--- START DATA SUPPLIED ---

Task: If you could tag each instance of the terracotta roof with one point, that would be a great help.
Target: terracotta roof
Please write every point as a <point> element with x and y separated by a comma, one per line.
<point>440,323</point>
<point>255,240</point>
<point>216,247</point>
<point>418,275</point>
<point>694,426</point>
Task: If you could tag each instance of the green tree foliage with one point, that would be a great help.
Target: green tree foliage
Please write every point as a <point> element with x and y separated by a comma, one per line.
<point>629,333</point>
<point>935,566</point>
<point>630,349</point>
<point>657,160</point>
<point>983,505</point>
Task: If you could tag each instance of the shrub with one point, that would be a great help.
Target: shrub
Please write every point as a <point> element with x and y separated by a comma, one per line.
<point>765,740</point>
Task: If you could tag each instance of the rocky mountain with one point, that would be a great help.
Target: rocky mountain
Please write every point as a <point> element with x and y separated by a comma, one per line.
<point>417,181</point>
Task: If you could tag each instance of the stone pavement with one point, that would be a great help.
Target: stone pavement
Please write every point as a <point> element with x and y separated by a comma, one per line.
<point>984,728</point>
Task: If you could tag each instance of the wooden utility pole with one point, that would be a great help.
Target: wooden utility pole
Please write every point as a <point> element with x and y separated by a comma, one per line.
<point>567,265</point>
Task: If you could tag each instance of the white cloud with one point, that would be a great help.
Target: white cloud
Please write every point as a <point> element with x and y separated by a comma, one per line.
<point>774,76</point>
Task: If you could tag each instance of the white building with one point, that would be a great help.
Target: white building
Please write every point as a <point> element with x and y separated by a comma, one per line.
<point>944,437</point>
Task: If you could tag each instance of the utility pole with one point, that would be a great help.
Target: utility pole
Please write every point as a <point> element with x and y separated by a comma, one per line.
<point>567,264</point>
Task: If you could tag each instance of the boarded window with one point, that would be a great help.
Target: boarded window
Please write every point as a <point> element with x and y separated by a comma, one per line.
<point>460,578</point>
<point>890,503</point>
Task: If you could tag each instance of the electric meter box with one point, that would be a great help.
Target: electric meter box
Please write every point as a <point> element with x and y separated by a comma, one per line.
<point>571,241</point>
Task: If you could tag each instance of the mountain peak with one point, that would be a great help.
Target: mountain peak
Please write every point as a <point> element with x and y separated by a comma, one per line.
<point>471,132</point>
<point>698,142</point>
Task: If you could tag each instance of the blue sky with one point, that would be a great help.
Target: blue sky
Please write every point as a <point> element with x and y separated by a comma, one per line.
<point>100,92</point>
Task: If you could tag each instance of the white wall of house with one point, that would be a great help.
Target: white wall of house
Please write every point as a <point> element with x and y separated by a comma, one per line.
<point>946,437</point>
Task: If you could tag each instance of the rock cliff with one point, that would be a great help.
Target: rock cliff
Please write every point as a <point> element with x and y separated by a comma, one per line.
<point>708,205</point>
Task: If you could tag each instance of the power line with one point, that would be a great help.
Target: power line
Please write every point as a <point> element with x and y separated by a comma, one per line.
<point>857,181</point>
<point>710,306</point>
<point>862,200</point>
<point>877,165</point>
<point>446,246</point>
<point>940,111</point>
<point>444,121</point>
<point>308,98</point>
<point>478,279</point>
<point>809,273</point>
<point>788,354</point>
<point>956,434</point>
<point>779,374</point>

--- END DATA SUPPLIED ---

GIVEN INSTRUCTION:
Print every one of the lines above again, without changing anything.

SOLUTION TO THIS PROBLEM:
Task: If you could tag each instance of the terracotta roof with one point, that would be a great help.
Target: terracotta roof
Please write every point as a <point> element with x and y separated by a comma, one per line.
<point>440,323</point>
<point>255,240</point>
<point>216,247</point>
<point>418,275</point>
<point>694,426</point>
Task: If you could tag each instance of the green tree foliage with one point, that would be a great help.
Target: green tree foliage
Please write every point as a <point> element with x and y separated by a comma, one per line.
<point>629,333</point>
<point>935,566</point>
<point>630,349</point>
<point>657,160</point>
<point>983,505</point>
Task: If you could tag each instance of the shrub with one point, that would be a great help.
Target: shrub
Please write every point as a <point> element with x and y separated by a comma, one per line.
<point>765,740</point>
Task: If you could tag each instance of the rocky mountain with one point, that would be a great help.
Target: rocky mountain
Please write every point as a <point> element with x and y separated by a comma, one per line.
<point>417,181</point>
Task: If you could tag each instance of the stone pavement with one point, that would be a great help.
Target: stone pavement
Please write every point as a <point> element with x and y separated by a comma, one per line.
<point>984,728</point>
Task: If you could tag each instance of the wooden utility pole with one point, that would be a great help.
Target: wooden utility pole
Please write every point as a <point> element with x and y separated by a comma, one per line.
<point>567,265</point>
Task: If you could tag each instance of the white cloud with one point, that would be a great help.
Target: white cloud
Please write every point as a <point> element with x and y separated by a comma, one per line.
<point>774,76</point>
Task: If you could tag each instance of the white building with one point, that would be a great help.
Target: white building
Please write every point as a <point> element with x and y separated by a comma, one per line.
<point>944,437</point>
Task: If you could tag each instance of the utility pole with one point, that would be a great help.
Target: utility pole
Please write every point as a <point> element with x and y separated by a comma, one per line.
<point>567,264</point>
Task: If you could tag each instance of the boarded window with one point, that would be a great help.
Target: boarded window
Please write every point as a <point> element with x and y separated by a comma, one per line.
<point>460,578</point>
<point>890,503</point>
Task: If you could tag each instance of the electric meter box with one point, that would be a great help.
Target: electric meter box
Please write every point as a <point> element with x and y separated by a comma, one per line.
<point>571,241</point>
Task: If you could tag each instance of the mountain peak with one point, that would be a great help.
Target: mountain peak
Please write every point as a <point> element with x and y separated by a comma, one per line.
<point>471,132</point>
<point>698,142</point>
Task: If you could tag each instance of the blue sky with one point, that would be a great help.
Target: blue sky
Please write every point as a <point> element with x and y separated by a comma, one per line.
<point>100,92</point>
Task: If you could tag each instance of the white wall of house with one point, that would be a great help.
Target: white wall of house
Please write every point as a <point> element with x and y separated by a comma, one per line.
<point>946,437</point>
Task: If you could tag each instance of the rock cliff with one point, that would be a great help.
Target: rock cliff
Please write every point as a <point> element with x and y separated by a comma, one per line.
<point>708,205</point>
Task: If you could tag each instance of the power line with one point, that would be a great help.
Target: power line
Please write every point as a <point> element with x and y separated by a comma, one per line.
<point>857,181</point>
<point>710,306</point>
<point>862,200</point>
<point>877,165</point>
<point>446,246</point>
<point>940,111</point>
<point>444,121</point>
<point>308,98</point>
<point>478,279</point>
<point>809,273</point>
<point>788,354</point>
<point>956,434</point>
<point>779,374</point>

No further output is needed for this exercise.